** Start PASSAGE GIVEN **

# Ethernet slow one way?



## zaxcom (Jul 12, 2003)

I have three Macs connected together using a linksys router. Mac 1 and Mac 2 talk to each other just fine and exchange files at about 82Mbps. But Mac 3 has an issue. It is an older 333iMac. When I send files to it I get a consistent 62Mbps, which is fine considering the 5400RPM drive and 66Mhz bus.

But when I try to get files from the iMac it creeps. Maybe 5 or 6Mbps and lots of stalls and hesitation.

I tried using a different port on the router and had no effect. The 100Mbps light on the router is on for all ports.

All three machines are running OSX 10.2.6

Any ideas?

Thanks

Zax


----------



## Cheryl (Jul 13, 2003)

It could be a number of things.  Check the ethernet cable. It could be damaged or old - old things do break down and run slow (hehehe).  A new ethernet - or a even shorter length may improve things. 

Second idea could be that the older Mac is just slower in processing, you may need more memory installed to speed things up. Or you just need to run a Disk Utility on the machine. Drive 10 is a good one. Do not use Norton on OS X.


----------



## Zammy-Sam (Jul 13, 2003)

Well, it has definitly nothing to do with your cable. There is no seperated line for upload and download. Fullduplex is using the same line just different timing for up and download. And since you can send files to that one with 62Mbps...
And obviously your system can handle the fast data-transfer. It's a weird problem. Is there any way to check out some kind of advanced options of network-devices and compare? Options like duplex, protocol, timing... I know those from pc.
And one more idea. If you have still some more ports free on your router, try another plug. in worst case I would try to connect two systems directly (without router) and see, how your rates look like. If they are fine, it has something to do with your router.
Let us know


----------



## zaxcom (Jul 14, 2003)

** End PASSAGE GIVEN **

| WRITTEN TASK 1 |
From the thread, set down the part that opens with the words containing "Second idea could" and closes with "Norton on OS X.".
| WRITTEN TASK 2 |
In the thread, what speed does the original poster get when sending files to the older iMac?
| WRITTEN TASK 3 |
Do these statements agree with the thread? (a) All three Macs run the same version of OSX. (b) Moving the iMac to a different port on the router solved the slowdown. (c) Cheryl advises using Norton on OS X.

** Start COLLECTED MATERIAL **

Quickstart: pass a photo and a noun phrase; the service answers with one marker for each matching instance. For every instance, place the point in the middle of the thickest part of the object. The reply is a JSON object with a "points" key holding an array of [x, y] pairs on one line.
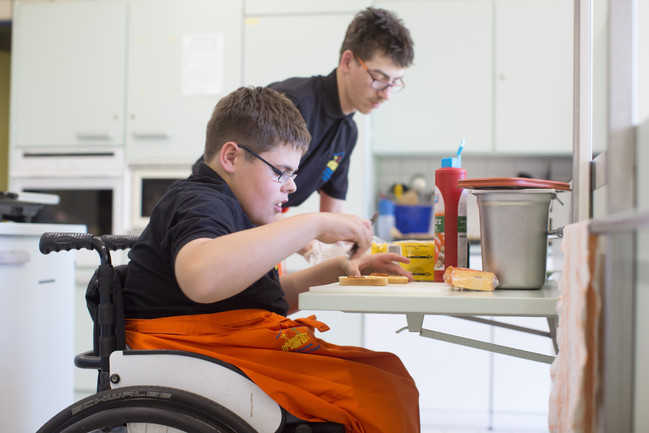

** End COLLECTED MATERIAL **

| EXPECTED OUTPUT 1 |
Second idea could be that the older Mac is just slower in processing, you may need more memory installed to speed things up. Or you just need to run a Disk Utility on the machine. Drive 10 is a good one. Do not use Norton on OS X.

| EXPECTED OUTPUT 2 |
A consistent 62Mbps.

| EXPECTED OUTPUT 3 |
(a) Yes: "All three machines are running OSX 10.2.6"
(b) No: "I tried using a different port on the router and had no effect."
(c) No: "Do not use Norton on OS X."